Friday 28 September 2012

A Review of JUDAS PIG by Horace Silver

I don’t think I have ever read a book which contains such a constant, rising flood of expletive-laden anger. Its ‘f’ words and its ‘c’ words are embedded in almost every snatch of dialogue and in pretty well every line of gangster Billy Abrahams’ narrative. Your granny won’t like it, I’m certain of that. And it’s not just the language she’ll reject. Where, she’ll ask, is the remotest sign of decency in the people on show here?

There is scarcely a redeeming feature in any of the characters in this ultra-violent tale of London’s East End mob. There is no-one for whom you’re going to feel any warmth: scarcely anyone for whom you’ll feel the slightest grain of sympathy.

This is a grim story peopled with cruel, vicious, unfeeling men and women. They drink to excess, they sniff up ‘lines’ to excess, they kill to excess. And only Billy, brighter than the others, with sharper insight, fleetingly wonders where it’s all leading but even he can shuffle off his doubts if the money is right.

So where are the gangsters with hearts of gold? Where are the guys on the wrong side of the law with some faint memory of loyalty and friendship. Where are the loveable hard men? Don’t look for them here. Not in Judas Pig.

Is this then what they are really like, the lawbreakers?  Well, Horace Silver, the author, was for many years a senior member of a major London firm. So he ought to know. Now he’s given up the gun, the knife, the baseball bat, for the life of a writer. But his portrayal of gangsterdom is light years away from the cosy images of real criminals which we have been offered so generously in recent years. And I fear that this is what many of our gangsters really must be like. But they give to charity, don’t they?  And aren’t they loved in the East End? Yes, on both counts, Billy Abrahams tells us. And that’s because those who adore these low-life hard men are suckers just like the rest of us poor nine-to-five punters. They wouldn’t feel the same if they hadn’t been led to believe the creepy, romantic Robin Hood version of duplicitous lives steeped in squalid, venomous dealings. 

Grim reading, expressed with a crude power, at times poetic almost, yet always down among the dregs, and probably nearer the truth than most of the fact or fiction gangsters we’ve been regaled with over the years.

I loved it.

Tuesday 11 September 2012

Review of The Great Gatsby by F Scott Fitzgerald

It must be my age. I keep coming back to books I read so long ago. This time I’ve had another go The Great Gatsby. Such a time since I looked at it that I could recall only one incident and there are in fact, as far as I can see, only two dramatic incidents in the whole book. I find that I’m still rather lukewarm about the characters. I recognise that Fitzgerald was portraying a kind of frenetic world-weariness and that so many of his players are quite deliberately portrayed as frivolous and shallow. Even so, could he not have made them live a shade more convincingly?

The data:
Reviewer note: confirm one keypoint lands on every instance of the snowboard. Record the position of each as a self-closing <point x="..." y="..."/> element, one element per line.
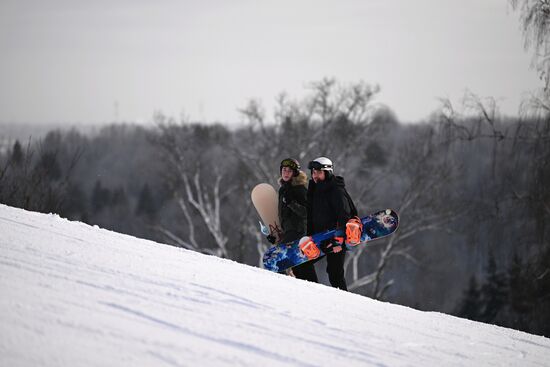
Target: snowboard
<point x="282" y="257"/>
<point x="266" y="201"/>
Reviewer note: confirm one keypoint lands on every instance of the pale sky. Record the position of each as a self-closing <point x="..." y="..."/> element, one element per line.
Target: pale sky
<point x="100" y="61"/>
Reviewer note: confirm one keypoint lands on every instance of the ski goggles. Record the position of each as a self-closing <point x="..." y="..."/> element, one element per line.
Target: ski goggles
<point x="318" y="166"/>
<point x="290" y="163"/>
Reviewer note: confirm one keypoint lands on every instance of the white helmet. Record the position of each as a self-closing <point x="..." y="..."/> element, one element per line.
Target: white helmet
<point x="321" y="164"/>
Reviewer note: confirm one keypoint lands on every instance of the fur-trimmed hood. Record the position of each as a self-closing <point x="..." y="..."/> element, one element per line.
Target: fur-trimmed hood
<point x="301" y="179"/>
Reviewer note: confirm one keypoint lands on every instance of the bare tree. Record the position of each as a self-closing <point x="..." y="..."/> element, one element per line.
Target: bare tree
<point x="425" y="176"/>
<point x="194" y="193"/>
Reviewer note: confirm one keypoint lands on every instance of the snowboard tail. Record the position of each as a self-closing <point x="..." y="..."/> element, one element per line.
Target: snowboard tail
<point x="282" y="257"/>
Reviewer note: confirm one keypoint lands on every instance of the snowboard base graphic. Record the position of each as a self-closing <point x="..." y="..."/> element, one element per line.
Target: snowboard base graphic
<point x="282" y="257"/>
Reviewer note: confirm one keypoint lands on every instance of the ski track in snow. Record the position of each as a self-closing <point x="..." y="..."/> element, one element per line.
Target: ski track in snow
<point x="77" y="295"/>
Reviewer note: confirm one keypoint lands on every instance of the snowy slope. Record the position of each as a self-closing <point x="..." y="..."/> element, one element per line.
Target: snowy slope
<point x="75" y="295"/>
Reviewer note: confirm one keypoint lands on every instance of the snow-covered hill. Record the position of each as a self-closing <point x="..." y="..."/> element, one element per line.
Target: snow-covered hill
<point x="76" y="295"/>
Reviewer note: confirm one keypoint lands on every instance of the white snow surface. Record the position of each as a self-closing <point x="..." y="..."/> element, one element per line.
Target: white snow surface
<point x="76" y="295"/>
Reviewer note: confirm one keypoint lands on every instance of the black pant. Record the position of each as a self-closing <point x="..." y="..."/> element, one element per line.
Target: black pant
<point x="306" y="271"/>
<point x="335" y="270"/>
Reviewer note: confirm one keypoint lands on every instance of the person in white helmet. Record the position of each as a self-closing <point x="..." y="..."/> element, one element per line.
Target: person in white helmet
<point x="329" y="207"/>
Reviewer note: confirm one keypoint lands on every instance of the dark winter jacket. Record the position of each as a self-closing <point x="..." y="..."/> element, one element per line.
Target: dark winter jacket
<point x="329" y="205"/>
<point x="292" y="207"/>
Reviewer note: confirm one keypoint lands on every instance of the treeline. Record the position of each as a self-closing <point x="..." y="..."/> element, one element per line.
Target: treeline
<point x="473" y="193"/>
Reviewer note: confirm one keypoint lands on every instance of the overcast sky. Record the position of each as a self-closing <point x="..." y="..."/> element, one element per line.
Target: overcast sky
<point x="101" y="61"/>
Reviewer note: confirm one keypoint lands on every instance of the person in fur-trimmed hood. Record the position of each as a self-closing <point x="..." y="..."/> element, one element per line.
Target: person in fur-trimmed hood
<point x="293" y="211"/>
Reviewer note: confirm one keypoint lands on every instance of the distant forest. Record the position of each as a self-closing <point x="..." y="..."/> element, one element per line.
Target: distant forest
<point x="472" y="189"/>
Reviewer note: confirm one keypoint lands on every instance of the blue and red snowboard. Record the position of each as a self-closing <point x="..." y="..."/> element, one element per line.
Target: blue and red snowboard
<point x="282" y="257"/>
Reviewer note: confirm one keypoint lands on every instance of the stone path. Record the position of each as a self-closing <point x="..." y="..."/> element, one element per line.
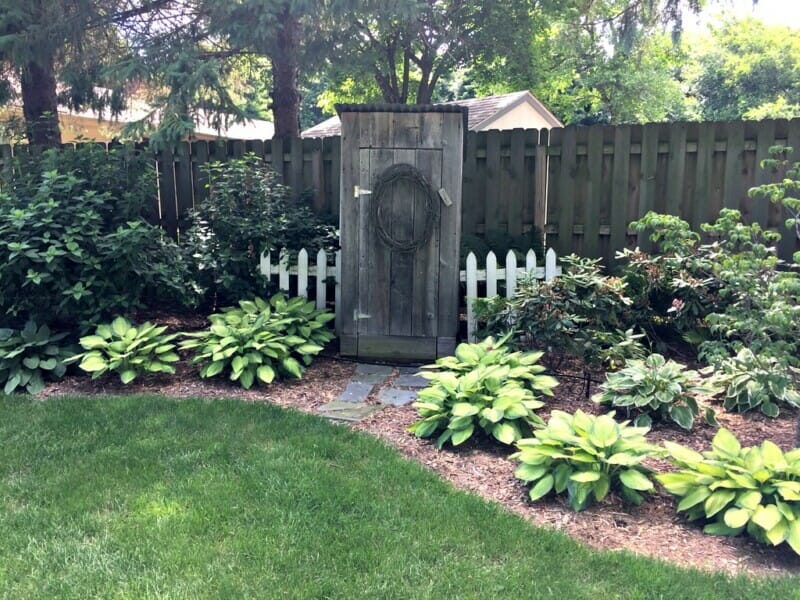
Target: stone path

Stated goal A: In the book reviews, who narrates Judas Pig?
Stated goal B: Pull out every line of the records that contains the string "black".

Full output A: Gangster Billy Abrahams.

Full output B:
Reviewer note: confirm one keypoint lands on every instance of the black pant. Record the position of each as a self-closing <point x="..." y="..."/> element, one element per line.
Target: black pant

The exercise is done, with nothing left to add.